■ Records for the task:
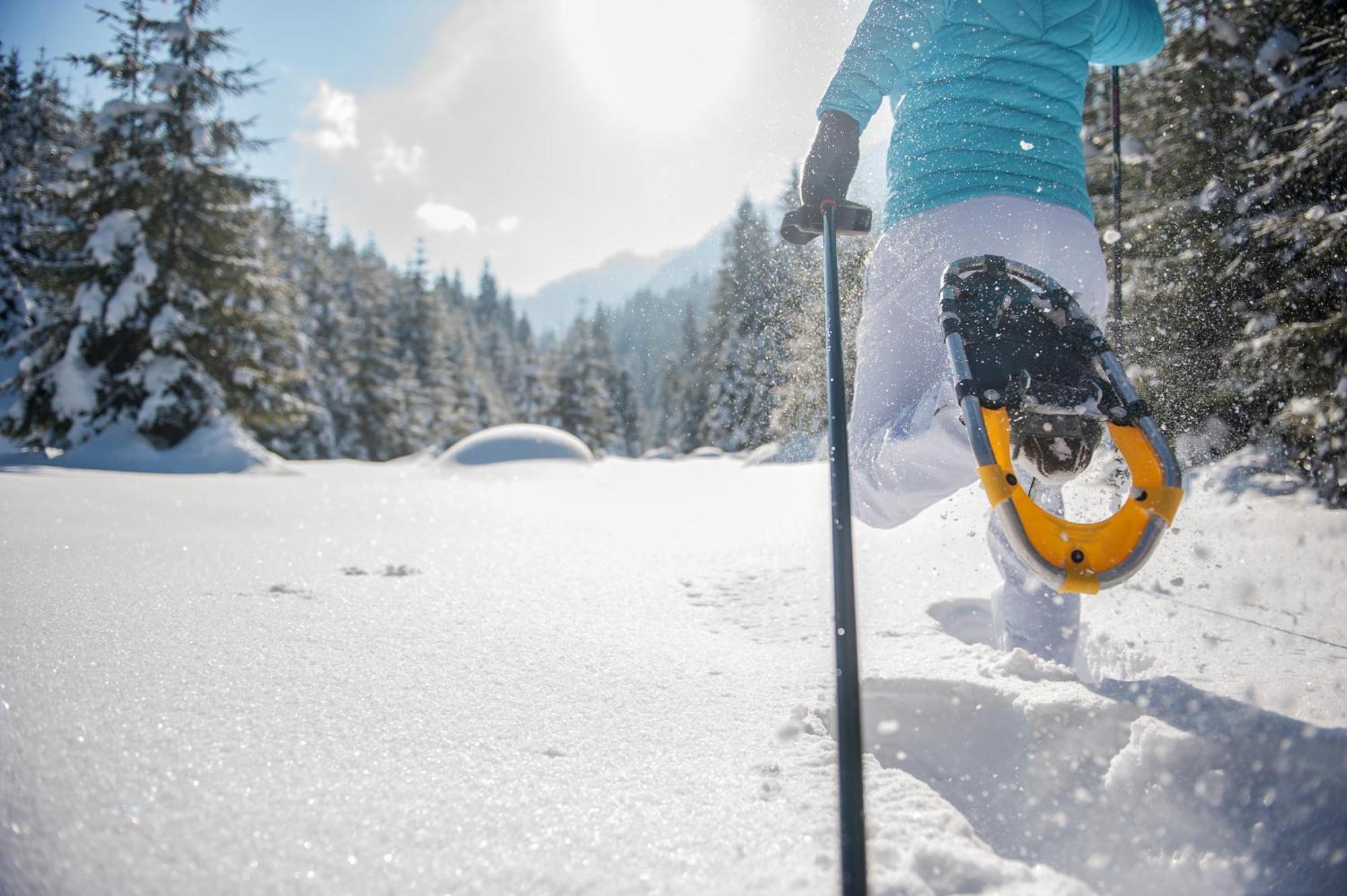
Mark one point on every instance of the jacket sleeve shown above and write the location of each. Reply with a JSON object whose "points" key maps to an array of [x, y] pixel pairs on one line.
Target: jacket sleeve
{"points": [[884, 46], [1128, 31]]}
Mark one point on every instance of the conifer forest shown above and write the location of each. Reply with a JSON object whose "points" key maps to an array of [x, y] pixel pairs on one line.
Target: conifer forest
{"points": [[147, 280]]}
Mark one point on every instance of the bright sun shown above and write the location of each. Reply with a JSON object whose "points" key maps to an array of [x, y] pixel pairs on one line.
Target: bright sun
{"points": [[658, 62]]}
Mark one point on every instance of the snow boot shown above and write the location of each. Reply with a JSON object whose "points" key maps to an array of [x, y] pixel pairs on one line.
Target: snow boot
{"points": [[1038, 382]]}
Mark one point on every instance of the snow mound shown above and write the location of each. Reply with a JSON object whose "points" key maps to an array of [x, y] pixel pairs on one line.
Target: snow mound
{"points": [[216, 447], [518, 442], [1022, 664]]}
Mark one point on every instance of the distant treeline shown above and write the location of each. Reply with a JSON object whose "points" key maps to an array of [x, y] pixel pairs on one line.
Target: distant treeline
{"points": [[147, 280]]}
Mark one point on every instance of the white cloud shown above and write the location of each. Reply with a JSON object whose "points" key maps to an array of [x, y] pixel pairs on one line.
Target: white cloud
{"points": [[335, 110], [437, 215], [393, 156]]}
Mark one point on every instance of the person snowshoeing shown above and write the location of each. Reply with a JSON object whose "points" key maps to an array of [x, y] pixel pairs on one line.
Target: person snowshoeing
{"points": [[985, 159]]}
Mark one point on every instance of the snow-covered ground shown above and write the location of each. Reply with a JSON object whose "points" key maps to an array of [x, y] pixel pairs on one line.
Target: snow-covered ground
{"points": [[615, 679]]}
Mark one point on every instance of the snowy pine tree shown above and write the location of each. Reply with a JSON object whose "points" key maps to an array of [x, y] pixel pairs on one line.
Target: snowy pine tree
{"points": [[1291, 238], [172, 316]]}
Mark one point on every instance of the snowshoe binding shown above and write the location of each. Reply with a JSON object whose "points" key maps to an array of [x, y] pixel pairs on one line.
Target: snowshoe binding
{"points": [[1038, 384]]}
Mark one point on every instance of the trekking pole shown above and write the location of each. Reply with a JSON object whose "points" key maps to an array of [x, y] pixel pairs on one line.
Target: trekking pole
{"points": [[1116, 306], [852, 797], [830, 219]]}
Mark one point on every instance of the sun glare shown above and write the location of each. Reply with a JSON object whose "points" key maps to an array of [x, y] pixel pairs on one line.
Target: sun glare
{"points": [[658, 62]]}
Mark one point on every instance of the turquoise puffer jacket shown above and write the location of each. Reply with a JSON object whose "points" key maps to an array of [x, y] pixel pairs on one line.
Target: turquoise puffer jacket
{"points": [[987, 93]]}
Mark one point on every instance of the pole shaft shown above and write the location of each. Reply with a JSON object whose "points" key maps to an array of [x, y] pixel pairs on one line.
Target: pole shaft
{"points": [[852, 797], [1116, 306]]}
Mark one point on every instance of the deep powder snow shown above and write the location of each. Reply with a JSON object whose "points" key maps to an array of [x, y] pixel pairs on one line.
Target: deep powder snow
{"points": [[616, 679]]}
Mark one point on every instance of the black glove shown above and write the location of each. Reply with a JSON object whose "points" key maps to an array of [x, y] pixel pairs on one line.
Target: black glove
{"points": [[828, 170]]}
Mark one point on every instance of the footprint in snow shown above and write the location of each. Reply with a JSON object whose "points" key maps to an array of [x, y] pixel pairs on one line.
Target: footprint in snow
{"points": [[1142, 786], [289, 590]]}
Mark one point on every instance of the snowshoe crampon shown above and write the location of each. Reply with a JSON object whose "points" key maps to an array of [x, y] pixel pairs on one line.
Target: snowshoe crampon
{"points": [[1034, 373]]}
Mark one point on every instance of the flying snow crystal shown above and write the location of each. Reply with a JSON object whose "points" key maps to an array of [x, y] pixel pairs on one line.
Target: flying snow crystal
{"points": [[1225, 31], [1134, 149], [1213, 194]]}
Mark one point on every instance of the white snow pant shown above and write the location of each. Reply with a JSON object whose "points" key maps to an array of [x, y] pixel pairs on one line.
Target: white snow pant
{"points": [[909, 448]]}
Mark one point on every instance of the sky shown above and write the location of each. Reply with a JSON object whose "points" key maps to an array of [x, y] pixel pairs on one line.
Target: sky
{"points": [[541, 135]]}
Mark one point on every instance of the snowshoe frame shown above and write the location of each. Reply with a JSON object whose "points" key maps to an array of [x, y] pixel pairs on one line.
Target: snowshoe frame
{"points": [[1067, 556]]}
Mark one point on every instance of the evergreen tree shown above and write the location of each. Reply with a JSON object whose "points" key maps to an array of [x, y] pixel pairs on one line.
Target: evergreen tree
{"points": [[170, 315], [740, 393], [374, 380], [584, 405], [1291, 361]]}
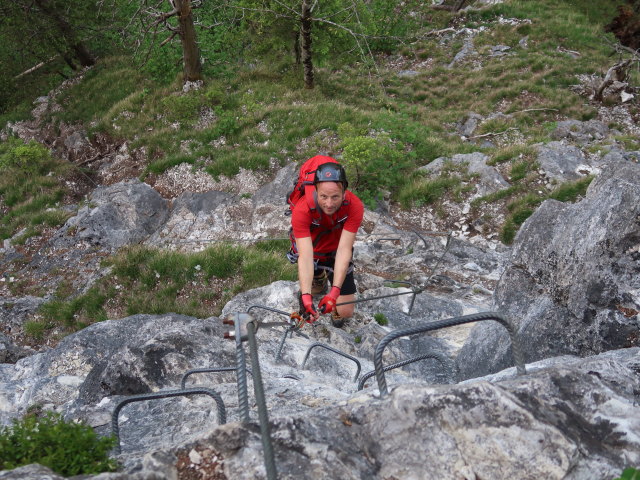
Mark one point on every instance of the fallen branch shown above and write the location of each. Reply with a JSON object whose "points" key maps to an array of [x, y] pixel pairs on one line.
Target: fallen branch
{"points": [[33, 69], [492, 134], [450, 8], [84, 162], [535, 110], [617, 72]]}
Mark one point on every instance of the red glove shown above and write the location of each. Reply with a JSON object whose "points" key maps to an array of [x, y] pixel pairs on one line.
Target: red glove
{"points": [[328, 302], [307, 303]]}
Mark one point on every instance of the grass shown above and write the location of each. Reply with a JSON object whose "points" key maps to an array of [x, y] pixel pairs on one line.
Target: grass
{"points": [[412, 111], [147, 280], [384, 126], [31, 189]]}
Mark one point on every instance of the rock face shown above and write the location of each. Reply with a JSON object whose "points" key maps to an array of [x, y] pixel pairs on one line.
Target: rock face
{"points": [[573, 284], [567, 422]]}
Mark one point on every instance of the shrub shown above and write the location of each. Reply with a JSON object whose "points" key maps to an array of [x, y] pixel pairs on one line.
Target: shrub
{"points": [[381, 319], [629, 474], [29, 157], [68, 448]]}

■ Instructions to follow: Rewrite all of the material above with "Target" changed to "Label" throughout, leaving everything else untouched. Omit the pictures from your reply.

■ Result of this exercise:
Mark one point on every instance of the jacket sleeve shown above and write the location of each. Reply with a JSON object whose "points" key maps to an array of [x, y] pixel pairs on one line.
Label: jacket sleeve
{"points": [[884, 46], [1128, 31]]}
Mark one point on every instance of the conifer forest shown above and write the location of each. Reply with a JSON object whose "points" key maps to an array of [x, y] pixel pairs on one line.
Label: conifer forest
{"points": [[147, 280]]}
Mark one point on every instance of the bright sun shown above and write the location of each. Reply with a JSON object whose "points" key maps to an array of [x, y] pixel pairs on one line.
Label: bright sun
{"points": [[658, 62]]}
Mark one point on every instance of the snow boot shown above and write the location of each. Reply with a JSON object whose "points" key maps to an array of [x, y] pixel pairs on one line.
Label: snow boot
{"points": [[1038, 382]]}
Mark one point on every instance of the snow mound shown above and write the location of each. Reply with a JSON object whose "points" key maps to an array of [x, y] pixel pairs on one line.
Label: snow mound
{"points": [[216, 447], [518, 442], [1022, 664]]}
Mark one point on every instance of the distant treeline shown above and write the location of each. Reply with a JSON object whose "points" key maps to an array of [x, y] pixel pairs on one line.
Label: distant treeline
{"points": [[147, 280]]}
Mark one point on every instance of the white cloud shown above and write the location of each. Reply with a JSON object whose "points" key maps to an array of [x, y] pixel pairs on one line.
Label: white cloud
{"points": [[335, 110], [437, 215], [393, 156]]}
Mark one point on every instance of the person snowshoeing shown above and write the location of each. Reply with a JSON object whose "points" key maps to an array of [x, y] pixel pairs on one line.
Label: person snowshoeing
{"points": [[985, 159]]}
Mark one point on every instance of the snow-covered ground shown above and write the location of each. Reply with a JSON object whose "points" key maps to an array of [x, y] pixel pairs on one line.
Label: snow-covered ground
{"points": [[615, 679]]}
Mark one point on every instance of the snowy pine tree shown above and write the location of each. Reply with a JSON object whose "points" key maps to an array of [x, y] pixel pairs on one line.
Label: snowy pine tree
{"points": [[1291, 238], [172, 316]]}
Mark one point on every instance of the snowshoe binding shown above and write the location of each. Reply with a JSON object whose "points" key maps to an array of [x, y] pixel pairs on one line.
Label: snowshoe binding
{"points": [[1038, 384]]}
Mark one point on every instance of the trekking pole shown above and write the location of each. Reply with a JSON object whose "points" key maps to an array of [x, y] pixel pairs on one line.
Label: trekking pole
{"points": [[1116, 306], [852, 797], [830, 219]]}
Mark one point on every instance of the sun glare shown above and write the location of each. Reply with a JSON object whose "points" key maps to an array of [x, y] pixel pairs on one line.
Label: sun glare
{"points": [[658, 62]]}
Mark one point on every instance of the turquoise puffer jacket shown above and write the location of each. Reply with a JSON object whose "points" key maps to an array of [x, y] pixel pairs on one line.
Label: turquoise puffer jacket
{"points": [[987, 93]]}
Mark one point on every instance of the pole shaft shown above and write the location of each. Reply with a JSON object whose "points" key maps to an array of [x, y] pixel pairs on one line.
Label: pole shaft
{"points": [[852, 797], [1116, 306]]}
Mark one point on every instance of the deep powder snow shown above and write the location of each. Reply with a JSON object whose "points" key maps to an array of [x, y] pixel pairs on one line.
Label: deep powder snow
{"points": [[616, 679]]}
Mark one point on every instance of the black glove shown above and write the location of each. Reply with a JSON object whose "points" key maps to an array of [x, y] pixel pairs on one line.
Label: black glove
{"points": [[828, 170]]}
Mark one point on every instance of the footprint in snow shown above and write the location of each. Reply with a JSON object whose "points" key maps to an array of [x, y] pixel pairs on one line.
Label: footprint in snow
{"points": [[1142, 786], [289, 590]]}
Mark one point on every instance of the snowshoe crampon shown above and write the location of each. Reply with a JSON object whose "points" key maps to an array of [x, y] pixel pairs on one line.
Label: snowshoe crampon
{"points": [[1034, 373]]}
Mark one point on every instance of the flying snow crystal shown above and write the location of each. Reply with a JSON object whose "points" key maps to an array of [x, y] pixel pairs on one line.
Label: flying snow crystal
{"points": [[1225, 31], [1134, 149], [1213, 194]]}
Mark one point on every instance of the white snow pant shown above and write the location of each. Reply with a JSON object whose "points" key maps to an array of [x, y] pixel pairs on one line.
Label: white snow pant
{"points": [[909, 448]]}
Mark one point on every instance of the sky shown above and write the location of each. Reply with a JSON object whose "points" key maps to an array of [x, y] pixel pairs on one line.
Label: sky
{"points": [[541, 135]]}
Mark one point on every instance of the snowshoe frame shown above and write the location of each. Reply with a JSON object whose "points" key maps to an array of [x, y] pixel pairs on one line.
Label: snowshoe frame
{"points": [[1067, 556]]}
Mark one point on every instance of the evergreen tree shown above and write the location of each. Reply with a JSON object whose "points" key maps to an array of [x, y] pixel pairs on one line.
Label: evergreen tree
{"points": [[170, 315], [740, 393], [374, 380], [584, 405], [1291, 361]]}
Mark one point on every instance of the fallen branch shown above and write the location of each. Reply with a JSON object whose "points" key maps to an array of [x, y] pixel pairs on one line.
Label: fallen branch
{"points": [[33, 69], [492, 134], [450, 8], [84, 162], [535, 110], [617, 72]]}
Mark one point on every instance of the red glove shown above and write the location of each. Reply with a JSON object whose "points" key maps to an array of [x, y] pixel pairs on one line.
Label: red glove
{"points": [[328, 302], [307, 303]]}
Mark one point on every instance of the grass shown above and write the location of each. Reply with a JSON object whose "points" key maps to an array of [x, y] pixel pairs on one line.
Label: grass
{"points": [[412, 111], [147, 280], [384, 126], [31, 189]]}
Mark one point on every instance of the rock face shown above and write the location of each. Reply with a JSON object whose "points" key maps to an array of [x, y] pixel pairs on one line.
Label: rock face
{"points": [[573, 284], [567, 422]]}
Mark one point on every instance of the shrub shown above and write the location of each. Reply with a JSON object whose "points" key maps to an array of [x, y] pixel pairs on one line.
Label: shrub
{"points": [[381, 319], [629, 474], [29, 157], [68, 448]]}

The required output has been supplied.